Text block:
## START

We will have to manage wages, prices, debt and money (spent, circulating, and saved). Taxes will have to be repealed until there are none. Debt will have to be owed from society's government to all people -- and not the other way round. And Jim O'Neil will have to show with diagrams and visual aids what his brain has in mind.
Charlie Rose wants us to understand the brain and its infinite possibilities. I want us to begin with money and the solutions it offers peasants today that were once reserved for Kings with very large armies, navies and special forces.
hjtmia 01/20/2012 11:35 PM Report
Mr. O'Neill had a spot on view of our world today. I wish more of us in the US, especially the politicians would live in that same world.
The "occupy movement" needs to clarify the basic reason why people are upset about "Wall Street", Big Banks, Big Business, etc. I would suggest a slogan: "Stop screwing your customer"
mutex 01/20/2012 04:09 PM Report
Mr. O'Neill is either stupid or he is counting on the stupidity of the viewers. TRILLIONS of dollars are being pumped into the world economy by countries and their central banks. This explains every single 'positive' piece of economic data out there. People must not understand how much a 'trillion' is. As for demographics, I'm not sure what timeframe Mr. O'Neill is referring to but for the next 20 years (at least) the demographics in the United States is going to be a GIANT drag on the economy. As 79 million baby boomers increasingly move into assisted living centers, nursing homes and ultimately die off what will become of their homes given there is less than half that number of people in the generation behind them? Charlie Rose knows these facts as well as I do so what is the excuse for not addressing them? I hope Mr. O'Neill starts off his book with 'Once Upon a Time...'.
tabs 01/20/2012 04:06 PM Report
There were several disturbing comments made during this interview which calls into question the sagacity of Mr Neill and Mr Rose for that matter. The first is, that it was only with the SP downgrade of US debt in 8/11 and the blow up of the European Sovereign debt that caused the Chinese to question its relationship with the West and started the move to convertibility of its currency? EXACTLY what did Mr Neill think the Chinese rhetoric about the US losing its world Reserve Currency status in early 2009 was all about? Did he NOT realize that it was a warning that if unheeded, the Chinese would begin a process of decoupling itself from the US so that it would not go down with a sinking ship? To that END did MR Neill MISS the backing off of the Chinese buying US debt, rolling over existing US debt holdings to shorter maturity dates, buying up commodities throughout the world, Signing a trade agreement with Russia where the USD was NOT the medium of exchange, signing trade agreements with Brazil and other nations and building up its military forces in the eventuality that the US would not be able to maintain its Global Policeman's role? One can assure you that there were those who did not miss the significance of those events as they transpired and said as much at the time.

## END

Data records:

## START

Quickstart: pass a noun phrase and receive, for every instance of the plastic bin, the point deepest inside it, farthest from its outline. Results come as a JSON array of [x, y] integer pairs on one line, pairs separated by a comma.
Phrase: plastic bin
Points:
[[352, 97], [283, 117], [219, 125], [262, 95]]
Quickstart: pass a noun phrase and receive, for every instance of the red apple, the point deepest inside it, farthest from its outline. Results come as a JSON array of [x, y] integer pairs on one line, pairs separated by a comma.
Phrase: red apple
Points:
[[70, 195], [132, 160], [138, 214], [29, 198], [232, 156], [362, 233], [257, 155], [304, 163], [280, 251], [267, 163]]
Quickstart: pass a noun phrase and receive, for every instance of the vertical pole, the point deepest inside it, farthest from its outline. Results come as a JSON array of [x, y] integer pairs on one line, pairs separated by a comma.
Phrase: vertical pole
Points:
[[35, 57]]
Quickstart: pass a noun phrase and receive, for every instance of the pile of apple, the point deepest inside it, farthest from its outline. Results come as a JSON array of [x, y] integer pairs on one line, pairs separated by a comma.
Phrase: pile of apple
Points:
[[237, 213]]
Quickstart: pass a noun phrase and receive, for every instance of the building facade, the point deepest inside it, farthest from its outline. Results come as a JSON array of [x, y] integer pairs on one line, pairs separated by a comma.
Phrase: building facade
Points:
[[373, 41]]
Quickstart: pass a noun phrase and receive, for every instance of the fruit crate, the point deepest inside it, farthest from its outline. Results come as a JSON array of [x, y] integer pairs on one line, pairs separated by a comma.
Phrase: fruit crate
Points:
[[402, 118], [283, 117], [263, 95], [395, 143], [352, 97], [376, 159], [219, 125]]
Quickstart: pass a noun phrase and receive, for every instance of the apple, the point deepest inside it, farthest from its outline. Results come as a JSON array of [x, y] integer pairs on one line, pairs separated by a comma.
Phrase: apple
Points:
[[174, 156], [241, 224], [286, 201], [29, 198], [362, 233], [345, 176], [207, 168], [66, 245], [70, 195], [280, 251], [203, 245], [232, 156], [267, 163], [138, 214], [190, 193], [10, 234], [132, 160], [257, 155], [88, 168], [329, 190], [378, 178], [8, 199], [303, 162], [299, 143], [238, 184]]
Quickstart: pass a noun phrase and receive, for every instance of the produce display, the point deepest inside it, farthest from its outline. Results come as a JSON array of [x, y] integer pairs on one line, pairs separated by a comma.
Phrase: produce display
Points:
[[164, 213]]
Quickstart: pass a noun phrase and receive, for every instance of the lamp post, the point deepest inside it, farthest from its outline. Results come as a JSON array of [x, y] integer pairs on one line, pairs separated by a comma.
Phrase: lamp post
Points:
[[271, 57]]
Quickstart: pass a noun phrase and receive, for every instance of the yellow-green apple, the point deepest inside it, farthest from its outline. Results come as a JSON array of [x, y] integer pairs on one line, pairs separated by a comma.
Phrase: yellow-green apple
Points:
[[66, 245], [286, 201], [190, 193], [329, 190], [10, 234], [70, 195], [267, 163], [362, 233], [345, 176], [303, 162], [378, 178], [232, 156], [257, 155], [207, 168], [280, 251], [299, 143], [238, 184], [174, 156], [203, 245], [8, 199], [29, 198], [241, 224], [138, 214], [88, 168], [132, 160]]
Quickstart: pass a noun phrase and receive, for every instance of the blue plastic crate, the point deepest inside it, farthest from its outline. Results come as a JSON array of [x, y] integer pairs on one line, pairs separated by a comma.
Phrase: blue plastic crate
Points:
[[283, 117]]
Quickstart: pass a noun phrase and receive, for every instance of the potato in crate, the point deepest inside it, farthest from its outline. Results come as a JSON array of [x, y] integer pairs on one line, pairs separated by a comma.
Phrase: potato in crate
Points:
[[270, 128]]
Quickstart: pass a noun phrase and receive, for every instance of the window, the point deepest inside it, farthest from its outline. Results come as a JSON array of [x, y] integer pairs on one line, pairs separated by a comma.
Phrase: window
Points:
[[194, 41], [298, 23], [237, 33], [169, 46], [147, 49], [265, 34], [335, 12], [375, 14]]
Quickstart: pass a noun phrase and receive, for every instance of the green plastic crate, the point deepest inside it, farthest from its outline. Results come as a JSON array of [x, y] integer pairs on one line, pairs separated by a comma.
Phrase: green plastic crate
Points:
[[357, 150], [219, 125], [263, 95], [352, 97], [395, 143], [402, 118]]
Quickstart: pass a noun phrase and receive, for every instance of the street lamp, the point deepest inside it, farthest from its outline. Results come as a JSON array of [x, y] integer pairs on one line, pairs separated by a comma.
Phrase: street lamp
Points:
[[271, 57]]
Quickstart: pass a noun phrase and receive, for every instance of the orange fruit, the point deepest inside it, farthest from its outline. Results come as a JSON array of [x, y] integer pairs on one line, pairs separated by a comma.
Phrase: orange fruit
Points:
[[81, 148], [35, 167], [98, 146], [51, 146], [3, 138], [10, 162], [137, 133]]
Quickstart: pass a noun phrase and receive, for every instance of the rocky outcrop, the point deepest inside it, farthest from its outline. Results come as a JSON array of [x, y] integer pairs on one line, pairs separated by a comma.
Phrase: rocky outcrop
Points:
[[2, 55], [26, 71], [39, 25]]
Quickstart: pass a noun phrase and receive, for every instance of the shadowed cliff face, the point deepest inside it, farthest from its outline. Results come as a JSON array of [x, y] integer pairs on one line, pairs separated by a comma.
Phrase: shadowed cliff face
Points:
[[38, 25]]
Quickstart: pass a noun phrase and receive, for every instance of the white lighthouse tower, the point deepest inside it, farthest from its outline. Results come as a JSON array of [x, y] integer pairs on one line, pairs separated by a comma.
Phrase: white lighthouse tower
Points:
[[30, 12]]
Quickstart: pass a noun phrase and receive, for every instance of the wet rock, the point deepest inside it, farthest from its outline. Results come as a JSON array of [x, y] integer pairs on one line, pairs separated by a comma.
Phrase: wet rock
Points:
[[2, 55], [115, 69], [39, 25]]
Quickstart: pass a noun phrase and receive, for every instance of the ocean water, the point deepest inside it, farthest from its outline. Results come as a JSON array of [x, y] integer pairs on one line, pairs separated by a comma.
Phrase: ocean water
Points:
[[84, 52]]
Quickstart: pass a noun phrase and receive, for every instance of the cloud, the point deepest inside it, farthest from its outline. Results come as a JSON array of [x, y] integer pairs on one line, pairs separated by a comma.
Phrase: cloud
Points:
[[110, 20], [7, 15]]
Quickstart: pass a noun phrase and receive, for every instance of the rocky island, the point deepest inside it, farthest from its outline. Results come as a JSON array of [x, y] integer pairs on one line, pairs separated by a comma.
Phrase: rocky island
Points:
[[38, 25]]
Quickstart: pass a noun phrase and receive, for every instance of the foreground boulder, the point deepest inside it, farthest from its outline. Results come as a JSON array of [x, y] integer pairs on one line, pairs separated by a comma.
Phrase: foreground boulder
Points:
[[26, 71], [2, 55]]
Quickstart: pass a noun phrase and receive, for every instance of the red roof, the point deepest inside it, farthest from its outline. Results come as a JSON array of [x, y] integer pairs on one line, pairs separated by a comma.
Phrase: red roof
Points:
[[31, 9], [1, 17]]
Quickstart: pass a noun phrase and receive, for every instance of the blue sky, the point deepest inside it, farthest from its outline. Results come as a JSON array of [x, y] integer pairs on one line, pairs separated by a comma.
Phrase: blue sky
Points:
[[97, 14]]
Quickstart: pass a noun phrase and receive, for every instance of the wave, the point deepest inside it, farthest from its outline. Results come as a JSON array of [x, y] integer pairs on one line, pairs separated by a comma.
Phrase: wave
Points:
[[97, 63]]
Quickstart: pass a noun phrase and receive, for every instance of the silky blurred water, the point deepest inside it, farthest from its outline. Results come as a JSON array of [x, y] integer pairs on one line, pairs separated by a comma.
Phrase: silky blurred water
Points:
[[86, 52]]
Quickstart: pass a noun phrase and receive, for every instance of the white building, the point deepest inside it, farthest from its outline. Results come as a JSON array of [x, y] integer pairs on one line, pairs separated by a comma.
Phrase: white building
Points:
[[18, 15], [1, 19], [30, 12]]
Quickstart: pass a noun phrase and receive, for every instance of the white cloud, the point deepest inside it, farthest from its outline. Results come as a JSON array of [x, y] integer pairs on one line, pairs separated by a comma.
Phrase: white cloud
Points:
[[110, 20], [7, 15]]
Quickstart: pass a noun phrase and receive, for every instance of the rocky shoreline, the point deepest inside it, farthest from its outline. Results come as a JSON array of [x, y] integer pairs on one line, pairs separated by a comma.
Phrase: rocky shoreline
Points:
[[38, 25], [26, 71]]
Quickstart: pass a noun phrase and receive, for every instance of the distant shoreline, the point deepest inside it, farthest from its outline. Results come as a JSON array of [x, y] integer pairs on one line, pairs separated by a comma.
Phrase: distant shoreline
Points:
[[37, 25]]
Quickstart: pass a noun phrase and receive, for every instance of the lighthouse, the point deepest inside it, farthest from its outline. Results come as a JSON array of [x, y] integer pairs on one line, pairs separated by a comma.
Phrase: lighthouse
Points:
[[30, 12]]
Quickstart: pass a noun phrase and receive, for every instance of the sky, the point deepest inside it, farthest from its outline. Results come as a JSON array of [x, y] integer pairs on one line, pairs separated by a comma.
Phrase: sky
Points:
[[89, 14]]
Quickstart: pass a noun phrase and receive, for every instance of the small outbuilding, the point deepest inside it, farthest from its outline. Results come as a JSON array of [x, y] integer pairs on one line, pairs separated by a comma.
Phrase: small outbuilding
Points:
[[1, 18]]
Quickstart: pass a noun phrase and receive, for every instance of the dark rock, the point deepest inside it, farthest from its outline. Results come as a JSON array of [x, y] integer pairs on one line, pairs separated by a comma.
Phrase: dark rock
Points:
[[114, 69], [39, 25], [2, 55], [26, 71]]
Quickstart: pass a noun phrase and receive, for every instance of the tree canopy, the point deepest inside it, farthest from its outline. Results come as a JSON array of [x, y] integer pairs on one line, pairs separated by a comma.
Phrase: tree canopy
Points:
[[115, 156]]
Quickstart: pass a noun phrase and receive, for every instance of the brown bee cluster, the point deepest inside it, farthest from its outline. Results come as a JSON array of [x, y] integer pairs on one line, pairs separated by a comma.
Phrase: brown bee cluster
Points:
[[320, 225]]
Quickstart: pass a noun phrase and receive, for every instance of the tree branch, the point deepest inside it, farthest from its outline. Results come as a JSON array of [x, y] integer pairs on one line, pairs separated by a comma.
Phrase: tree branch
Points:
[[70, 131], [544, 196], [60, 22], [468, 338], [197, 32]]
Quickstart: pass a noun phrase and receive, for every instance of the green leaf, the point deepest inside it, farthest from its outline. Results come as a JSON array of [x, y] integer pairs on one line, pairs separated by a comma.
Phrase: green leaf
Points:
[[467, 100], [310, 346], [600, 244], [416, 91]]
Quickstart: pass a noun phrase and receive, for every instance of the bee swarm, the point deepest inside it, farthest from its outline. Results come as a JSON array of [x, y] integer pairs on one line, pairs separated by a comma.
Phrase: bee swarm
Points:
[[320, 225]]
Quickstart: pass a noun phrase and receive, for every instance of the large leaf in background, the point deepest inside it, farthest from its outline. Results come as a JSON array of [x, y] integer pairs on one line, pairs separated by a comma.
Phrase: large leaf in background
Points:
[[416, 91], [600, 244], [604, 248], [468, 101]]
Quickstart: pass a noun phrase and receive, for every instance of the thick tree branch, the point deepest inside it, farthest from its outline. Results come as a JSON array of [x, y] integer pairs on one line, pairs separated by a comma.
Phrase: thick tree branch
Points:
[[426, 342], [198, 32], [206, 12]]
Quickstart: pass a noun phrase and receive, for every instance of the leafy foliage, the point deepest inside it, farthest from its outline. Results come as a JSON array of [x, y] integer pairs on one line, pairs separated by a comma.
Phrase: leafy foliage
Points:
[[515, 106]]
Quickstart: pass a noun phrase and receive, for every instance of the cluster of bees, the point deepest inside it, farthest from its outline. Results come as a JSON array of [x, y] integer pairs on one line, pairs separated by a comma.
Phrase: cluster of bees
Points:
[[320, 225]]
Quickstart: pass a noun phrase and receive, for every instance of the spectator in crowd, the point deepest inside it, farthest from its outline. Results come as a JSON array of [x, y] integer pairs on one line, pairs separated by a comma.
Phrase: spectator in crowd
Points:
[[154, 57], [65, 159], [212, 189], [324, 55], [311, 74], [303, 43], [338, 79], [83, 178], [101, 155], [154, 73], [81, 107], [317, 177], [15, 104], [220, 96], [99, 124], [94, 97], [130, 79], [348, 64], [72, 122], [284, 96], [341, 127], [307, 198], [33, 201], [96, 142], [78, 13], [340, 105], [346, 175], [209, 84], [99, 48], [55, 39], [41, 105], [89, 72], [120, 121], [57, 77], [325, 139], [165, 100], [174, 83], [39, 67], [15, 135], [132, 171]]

## END

Exercise aim: In the comments on the O'Neill interview, how many baby boomers does one commenter say will increasingly move into assisted living centers and nursing homes?

Written solution: 79 million